_Requirements:_ Could you pick up the vinaigrette essay below after its last sentence and keep it going?

_Selected passage:_
........

Special Sauce
Of the impressive savory pies and luxurious roasts, the sumptuous brunch spreads and late-night feasts, a single culinary element consistently emerges as the most appreciated by friends and family: the humble vinaigrette. I won over my mother-in-law in what must be record time with a vinaigrette. She uses it still. A text message common on my phone: …hey wats that dressing u do w/mustard and stuff?? thx. This might harmlessly come from a friend or associate; unhappily, a similar text has also disturbed the night authored by a pre-marital girlfriend. One wonders: what sort of allure does vinaigrette possess that would compel someone to violate a strict cultural code?
My mother put a salad on the table every night alongside whatever main dish she served. Over time I adjusted her vinaigrette, stripping the recipe down to its essentials. It is emulsified, but not a fussy, unstable thing. Rather the various elements come together easily as if under their own will. Perhaps they do; mustard, a key component, has a magical property that encourages emulsification. Some people like to whisk the ingredients together in the bottom of the salad bowl. This is fine, but I much prefer to prepare vinaigrette in a jam jar. Add the ingredients, tightly close the lid, shake vigorously. Any leftover vinaigrette will keep in the jar for two days.

........

_Provided data:_

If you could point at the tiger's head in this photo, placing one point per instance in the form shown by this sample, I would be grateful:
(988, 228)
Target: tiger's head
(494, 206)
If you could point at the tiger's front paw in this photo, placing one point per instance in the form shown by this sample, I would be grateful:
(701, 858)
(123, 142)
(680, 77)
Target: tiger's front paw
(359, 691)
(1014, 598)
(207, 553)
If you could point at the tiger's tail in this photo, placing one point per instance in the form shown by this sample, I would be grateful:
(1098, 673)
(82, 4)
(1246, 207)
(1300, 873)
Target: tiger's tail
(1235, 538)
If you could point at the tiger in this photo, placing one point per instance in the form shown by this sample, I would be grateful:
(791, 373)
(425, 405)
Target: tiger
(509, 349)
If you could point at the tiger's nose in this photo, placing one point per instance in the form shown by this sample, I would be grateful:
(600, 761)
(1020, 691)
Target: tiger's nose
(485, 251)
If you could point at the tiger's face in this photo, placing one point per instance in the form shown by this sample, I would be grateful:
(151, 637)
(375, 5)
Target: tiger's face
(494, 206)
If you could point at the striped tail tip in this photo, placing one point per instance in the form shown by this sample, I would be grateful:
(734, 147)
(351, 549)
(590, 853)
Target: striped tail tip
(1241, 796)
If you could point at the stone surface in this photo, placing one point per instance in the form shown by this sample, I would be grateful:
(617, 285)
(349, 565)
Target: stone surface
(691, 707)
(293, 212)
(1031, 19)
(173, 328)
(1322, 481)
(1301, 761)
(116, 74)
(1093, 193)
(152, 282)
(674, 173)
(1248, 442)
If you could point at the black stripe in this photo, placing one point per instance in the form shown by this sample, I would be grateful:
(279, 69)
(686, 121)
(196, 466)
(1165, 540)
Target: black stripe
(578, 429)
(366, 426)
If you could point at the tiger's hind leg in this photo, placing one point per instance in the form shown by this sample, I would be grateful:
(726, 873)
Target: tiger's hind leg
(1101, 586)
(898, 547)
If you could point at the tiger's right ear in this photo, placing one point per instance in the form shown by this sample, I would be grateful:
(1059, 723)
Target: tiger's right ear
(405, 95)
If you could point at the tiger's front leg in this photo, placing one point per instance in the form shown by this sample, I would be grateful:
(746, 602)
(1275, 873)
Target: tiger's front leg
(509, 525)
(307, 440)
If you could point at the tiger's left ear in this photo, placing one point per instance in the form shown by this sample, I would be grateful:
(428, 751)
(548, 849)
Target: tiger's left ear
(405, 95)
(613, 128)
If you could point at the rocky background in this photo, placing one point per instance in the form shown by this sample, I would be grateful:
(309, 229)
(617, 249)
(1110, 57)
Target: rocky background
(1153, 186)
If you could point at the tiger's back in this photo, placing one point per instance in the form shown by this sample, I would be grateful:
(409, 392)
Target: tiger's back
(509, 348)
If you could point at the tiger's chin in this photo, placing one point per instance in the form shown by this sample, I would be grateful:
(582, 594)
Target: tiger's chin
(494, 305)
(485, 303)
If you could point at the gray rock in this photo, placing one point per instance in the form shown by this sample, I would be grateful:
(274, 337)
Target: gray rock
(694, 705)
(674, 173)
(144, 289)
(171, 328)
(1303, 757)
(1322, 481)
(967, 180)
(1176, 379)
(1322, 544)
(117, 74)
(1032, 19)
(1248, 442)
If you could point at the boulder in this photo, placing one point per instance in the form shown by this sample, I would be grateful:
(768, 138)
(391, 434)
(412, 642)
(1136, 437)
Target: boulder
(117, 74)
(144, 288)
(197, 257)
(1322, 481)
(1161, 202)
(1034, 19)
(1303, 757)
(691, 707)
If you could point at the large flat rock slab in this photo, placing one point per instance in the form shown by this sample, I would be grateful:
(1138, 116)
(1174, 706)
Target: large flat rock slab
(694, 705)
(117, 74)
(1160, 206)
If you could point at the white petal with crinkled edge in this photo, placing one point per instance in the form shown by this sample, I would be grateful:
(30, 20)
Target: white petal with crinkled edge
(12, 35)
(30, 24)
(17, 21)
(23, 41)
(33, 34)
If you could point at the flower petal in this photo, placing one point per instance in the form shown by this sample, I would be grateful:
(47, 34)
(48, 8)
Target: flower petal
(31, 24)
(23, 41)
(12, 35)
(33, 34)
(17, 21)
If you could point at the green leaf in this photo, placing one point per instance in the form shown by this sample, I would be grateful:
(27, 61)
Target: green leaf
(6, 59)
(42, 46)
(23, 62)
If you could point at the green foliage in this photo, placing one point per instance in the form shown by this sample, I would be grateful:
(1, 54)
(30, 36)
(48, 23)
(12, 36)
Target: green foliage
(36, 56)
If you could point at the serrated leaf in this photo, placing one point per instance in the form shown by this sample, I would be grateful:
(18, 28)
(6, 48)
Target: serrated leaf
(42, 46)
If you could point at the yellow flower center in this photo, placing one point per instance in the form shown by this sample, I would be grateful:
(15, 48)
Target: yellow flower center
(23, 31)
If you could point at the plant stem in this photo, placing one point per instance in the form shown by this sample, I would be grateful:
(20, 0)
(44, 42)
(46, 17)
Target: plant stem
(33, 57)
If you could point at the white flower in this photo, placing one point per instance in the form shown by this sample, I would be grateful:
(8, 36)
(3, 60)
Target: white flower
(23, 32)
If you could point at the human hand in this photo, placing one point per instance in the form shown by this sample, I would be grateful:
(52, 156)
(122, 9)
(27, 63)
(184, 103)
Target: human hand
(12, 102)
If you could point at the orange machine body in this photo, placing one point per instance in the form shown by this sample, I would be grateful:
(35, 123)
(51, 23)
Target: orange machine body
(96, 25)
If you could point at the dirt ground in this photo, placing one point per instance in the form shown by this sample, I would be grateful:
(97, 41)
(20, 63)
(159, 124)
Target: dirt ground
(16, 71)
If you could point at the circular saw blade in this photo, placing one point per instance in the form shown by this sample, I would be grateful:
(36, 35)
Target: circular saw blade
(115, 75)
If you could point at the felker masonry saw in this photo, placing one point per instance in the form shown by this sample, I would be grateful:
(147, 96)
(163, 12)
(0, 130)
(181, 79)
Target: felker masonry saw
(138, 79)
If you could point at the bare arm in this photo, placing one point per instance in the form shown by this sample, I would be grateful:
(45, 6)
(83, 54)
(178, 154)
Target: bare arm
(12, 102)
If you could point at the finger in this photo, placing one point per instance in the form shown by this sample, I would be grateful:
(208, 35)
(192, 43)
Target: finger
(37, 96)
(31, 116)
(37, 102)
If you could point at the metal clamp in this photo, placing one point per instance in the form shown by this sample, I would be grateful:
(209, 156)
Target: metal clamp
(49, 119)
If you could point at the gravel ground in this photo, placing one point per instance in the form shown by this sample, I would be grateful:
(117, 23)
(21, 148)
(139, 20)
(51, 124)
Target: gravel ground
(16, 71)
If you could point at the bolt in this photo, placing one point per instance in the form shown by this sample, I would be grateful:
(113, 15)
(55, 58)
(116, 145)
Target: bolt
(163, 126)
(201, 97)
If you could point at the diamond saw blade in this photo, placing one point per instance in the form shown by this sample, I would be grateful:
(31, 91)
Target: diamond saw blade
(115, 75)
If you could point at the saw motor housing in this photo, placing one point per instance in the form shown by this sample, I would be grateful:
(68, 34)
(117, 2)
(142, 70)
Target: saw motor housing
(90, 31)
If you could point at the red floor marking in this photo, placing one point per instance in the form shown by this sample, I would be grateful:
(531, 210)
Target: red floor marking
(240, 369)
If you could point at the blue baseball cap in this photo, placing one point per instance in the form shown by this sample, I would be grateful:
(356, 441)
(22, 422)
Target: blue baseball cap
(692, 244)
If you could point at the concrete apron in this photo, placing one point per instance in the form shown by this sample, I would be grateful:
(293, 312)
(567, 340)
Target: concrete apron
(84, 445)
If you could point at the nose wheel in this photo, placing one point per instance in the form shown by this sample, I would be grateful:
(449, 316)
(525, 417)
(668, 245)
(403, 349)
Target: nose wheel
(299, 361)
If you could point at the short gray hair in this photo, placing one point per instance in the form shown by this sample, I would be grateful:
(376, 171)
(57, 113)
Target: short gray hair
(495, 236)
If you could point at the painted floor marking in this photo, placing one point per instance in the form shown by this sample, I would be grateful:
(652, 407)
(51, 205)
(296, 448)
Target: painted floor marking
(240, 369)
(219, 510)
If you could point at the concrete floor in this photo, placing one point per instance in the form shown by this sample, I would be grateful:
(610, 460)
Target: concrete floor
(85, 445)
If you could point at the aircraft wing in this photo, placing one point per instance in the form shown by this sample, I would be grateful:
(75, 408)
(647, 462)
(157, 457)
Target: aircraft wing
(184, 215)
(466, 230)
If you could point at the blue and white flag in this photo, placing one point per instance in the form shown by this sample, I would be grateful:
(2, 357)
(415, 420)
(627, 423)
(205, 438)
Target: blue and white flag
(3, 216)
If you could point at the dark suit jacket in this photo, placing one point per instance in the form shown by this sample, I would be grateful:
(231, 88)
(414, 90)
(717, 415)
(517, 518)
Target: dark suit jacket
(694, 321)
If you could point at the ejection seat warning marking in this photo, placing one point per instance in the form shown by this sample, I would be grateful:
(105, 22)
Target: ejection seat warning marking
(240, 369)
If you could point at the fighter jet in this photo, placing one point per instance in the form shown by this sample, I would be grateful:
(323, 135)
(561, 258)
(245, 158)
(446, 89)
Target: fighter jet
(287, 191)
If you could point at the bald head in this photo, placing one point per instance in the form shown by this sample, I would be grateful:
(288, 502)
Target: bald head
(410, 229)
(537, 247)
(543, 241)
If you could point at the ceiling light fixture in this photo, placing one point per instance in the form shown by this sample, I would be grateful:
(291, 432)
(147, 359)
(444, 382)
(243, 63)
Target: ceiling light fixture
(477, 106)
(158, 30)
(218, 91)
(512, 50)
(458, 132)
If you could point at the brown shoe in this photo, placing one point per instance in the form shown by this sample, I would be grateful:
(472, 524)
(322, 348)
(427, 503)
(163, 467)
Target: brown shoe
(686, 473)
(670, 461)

........

_Solved problem:_
Actually, leftover vinaigrette is a good sign; it means you have been judicious in administering it. Few things ruin a salad like overdressing. As is often the case, the simpler the food, the more important the technique. Here’s how I do it: in a large stainless bowl add your salad greens, vegetables or other ingredients; drizzle over prepared vinaigrette (keeping in mind you cannot subtract once added); using tongs or a clean hand gently fold the salad over on itself until all components are lightly coated in vinaigrette; plate.
A word on substitution. Even the best pantries occasionally run dry of common ingredients. Whereas I might discourage wanton experimentation, substitution is usually fine, and often necessary. Swapping certain ingredients might change the lovely balance of your vinaigrette so learning how to accommodate is crucial. Olive oil has the best flavor, but neutral oils like canola might be preferred if delicacy is the aim. Nut oils are potent and should be added in drops. Vinegars can be more difficult. White wine vinegar has the yeasty, fruity acid best suited for vinaigrette, but others can work. Apple Cider vinegar is delicious and doesn’t upset the harmony, but balsamic is much sweeter and can produce a cloying result unless you reduce the sugar. Honey can be used in place of sugar, but it will produce a thicker vinaigrette (it too is a magical emulsifier).
I always feel something is missing from a meal that doesn’t open with salad. I think it’s the vinaigrette, which functions as a sort of edible aperitif, bracing the palate with acid and sweetness and some savory backbone. But the consistency has something to do with it too. A good vinaigrette coats the salad, but also your mouth, persisting to the next course. Getting that consistency right is critical. Water seems a throwaway ingredient in the recipe below; it’s perhaps the most important, fine-tuning that toothsome, lingering state. When done correctly, a good vinaigrette is hard to forget. I assume no responsibility, though, if an ex stalks you for the recipe.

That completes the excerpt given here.